MIT’s School of Architecture and Planning (SA+P), working closely with faculty in the MIT School of Humanities, Arts, and Social Sciences (SHASS) and others across the Institute, has launched the Transmedia Storytelling Initiative under the direction of Professor Caroline Jones, an art historian, critic, and curator in the History, Theory, Criticism section of SA+P’s Department of Architecture. The initiative will build on MIT’s bold tradition of art education, research, production, and innovation in media-based storytelling, from film through augmented reality. Supported by a foundational gift from David and Nina Fialkow, this initiative will create an influential hub for pedagogy and research in time-based media.
The goal of the program is to create new partnerships among faculty across schools, offer pioneering pedagogy to students at the graduate and undergraduate levels, convene conversations among makers and theorists of time-based media, and encourage shared debate and public knowledge about pressing social issues, aesthetic theories, and technologies of the moving image.

▶ _What to work on_:
1 > Write out the passage on MIT's Transmedia Storytelling Initiative from "The goal of" up to and including "the moving image.".
2 > In the passage on MIT's Transmedia Storytelling Initiative, who directs the initiative?

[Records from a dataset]
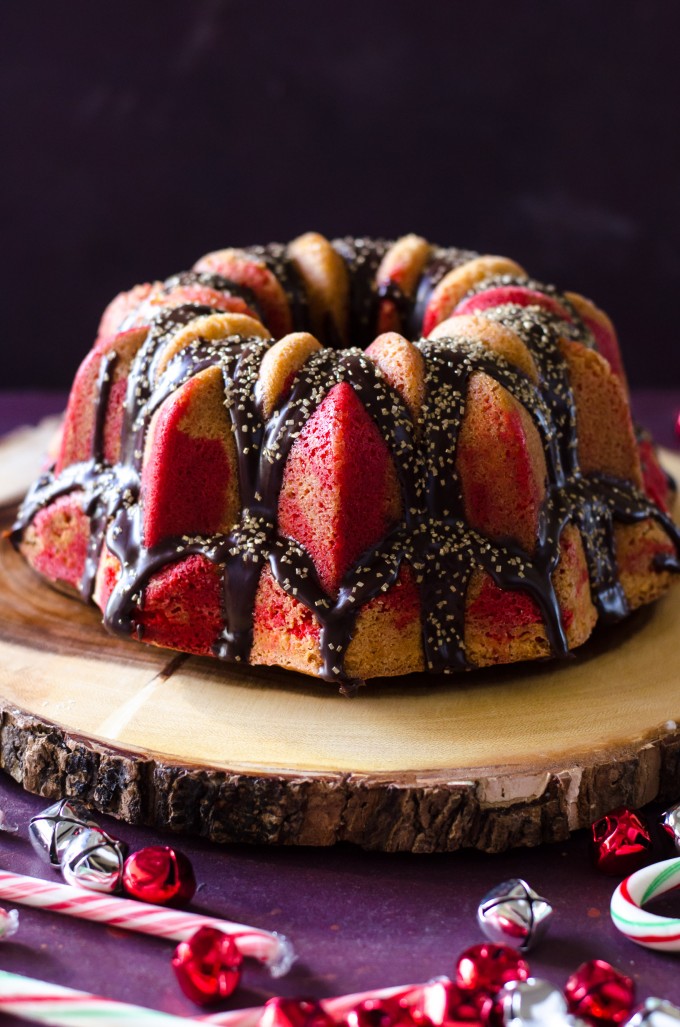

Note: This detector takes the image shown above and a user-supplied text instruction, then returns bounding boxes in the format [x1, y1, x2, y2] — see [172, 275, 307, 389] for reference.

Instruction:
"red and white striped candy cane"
[0, 870, 295, 977]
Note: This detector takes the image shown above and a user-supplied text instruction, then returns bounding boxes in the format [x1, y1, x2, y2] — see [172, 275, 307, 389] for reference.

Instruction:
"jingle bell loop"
[660, 802, 680, 852]
[62, 828, 126, 893]
[477, 877, 553, 952]
[29, 799, 99, 867]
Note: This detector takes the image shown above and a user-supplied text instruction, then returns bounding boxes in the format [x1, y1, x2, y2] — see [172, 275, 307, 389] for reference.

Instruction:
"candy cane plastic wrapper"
[0, 870, 295, 977]
[609, 859, 680, 952]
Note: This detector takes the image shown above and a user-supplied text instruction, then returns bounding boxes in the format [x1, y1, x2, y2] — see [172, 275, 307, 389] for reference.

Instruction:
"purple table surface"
[0, 390, 680, 1024]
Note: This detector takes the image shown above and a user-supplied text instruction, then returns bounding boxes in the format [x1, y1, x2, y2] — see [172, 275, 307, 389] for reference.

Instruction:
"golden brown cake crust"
[13, 233, 680, 687]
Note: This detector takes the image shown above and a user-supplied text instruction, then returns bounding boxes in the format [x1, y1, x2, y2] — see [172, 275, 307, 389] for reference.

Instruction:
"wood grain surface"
[0, 425, 680, 851]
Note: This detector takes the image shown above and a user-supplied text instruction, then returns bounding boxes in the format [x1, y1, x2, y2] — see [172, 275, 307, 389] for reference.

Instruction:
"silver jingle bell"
[29, 799, 98, 867]
[62, 828, 126, 892]
[477, 877, 553, 952]
[626, 998, 680, 1027]
[660, 802, 680, 852]
[497, 977, 569, 1027]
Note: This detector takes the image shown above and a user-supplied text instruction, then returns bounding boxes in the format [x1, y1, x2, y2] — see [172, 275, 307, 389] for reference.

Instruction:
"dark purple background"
[0, 0, 680, 388]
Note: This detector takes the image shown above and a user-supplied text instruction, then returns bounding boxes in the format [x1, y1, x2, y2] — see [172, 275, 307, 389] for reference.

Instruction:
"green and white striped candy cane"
[609, 858, 680, 952]
[0, 969, 191, 1027]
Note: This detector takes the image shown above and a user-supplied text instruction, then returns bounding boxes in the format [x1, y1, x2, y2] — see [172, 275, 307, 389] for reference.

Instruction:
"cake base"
[0, 425, 680, 852]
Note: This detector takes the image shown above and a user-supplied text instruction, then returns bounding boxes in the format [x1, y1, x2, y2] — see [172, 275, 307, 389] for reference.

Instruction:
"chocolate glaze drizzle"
[12, 239, 680, 689]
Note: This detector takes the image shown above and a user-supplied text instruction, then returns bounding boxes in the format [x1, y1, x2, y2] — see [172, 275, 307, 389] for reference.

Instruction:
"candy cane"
[0, 969, 196, 1027]
[0, 870, 295, 977]
[195, 978, 421, 1027]
[609, 858, 680, 952]
[0, 971, 423, 1027]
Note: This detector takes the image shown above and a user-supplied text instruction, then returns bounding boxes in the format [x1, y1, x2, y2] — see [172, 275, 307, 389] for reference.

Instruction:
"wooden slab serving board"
[0, 421, 680, 852]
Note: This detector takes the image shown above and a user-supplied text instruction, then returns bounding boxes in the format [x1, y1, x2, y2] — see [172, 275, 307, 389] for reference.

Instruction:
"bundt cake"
[11, 233, 680, 688]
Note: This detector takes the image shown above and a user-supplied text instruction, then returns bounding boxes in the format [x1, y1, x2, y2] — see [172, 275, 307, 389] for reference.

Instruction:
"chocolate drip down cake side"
[11, 233, 680, 691]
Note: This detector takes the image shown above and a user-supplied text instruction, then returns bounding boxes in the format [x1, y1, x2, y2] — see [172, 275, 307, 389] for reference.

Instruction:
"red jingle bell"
[564, 959, 635, 1027]
[344, 998, 414, 1027]
[402, 981, 489, 1027]
[258, 998, 335, 1027]
[456, 942, 530, 995]
[122, 845, 196, 906]
[173, 927, 243, 1005]
[592, 806, 652, 877]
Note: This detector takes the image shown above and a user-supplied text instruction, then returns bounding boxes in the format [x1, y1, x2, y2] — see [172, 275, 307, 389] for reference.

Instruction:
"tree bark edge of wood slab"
[0, 700, 680, 852]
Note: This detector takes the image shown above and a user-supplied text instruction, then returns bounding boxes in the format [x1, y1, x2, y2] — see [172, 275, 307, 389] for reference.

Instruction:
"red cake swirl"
[12, 233, 680, 688]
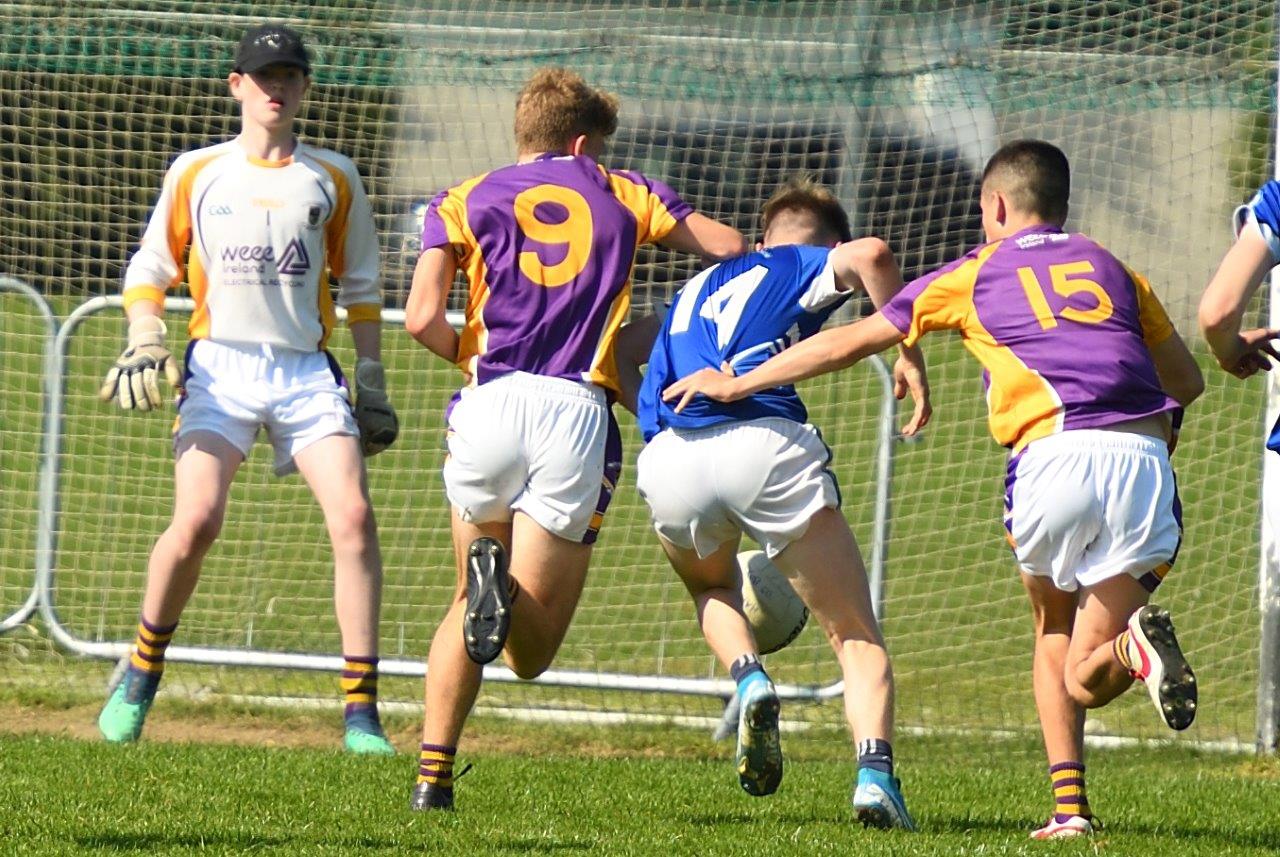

▶ _Solved problems_:
1 >
The goal of the program is to create new partnerships among faculty across schools, offer pioneering pedagogy to students at the graduate and undergraduate levels, convene conversations among makers and theorists of time-based media, and encourage shared debate and public knowledge about pressing social issues, aesthetic theories, and technologies of the moving image.

2 > Professor Caroline Jones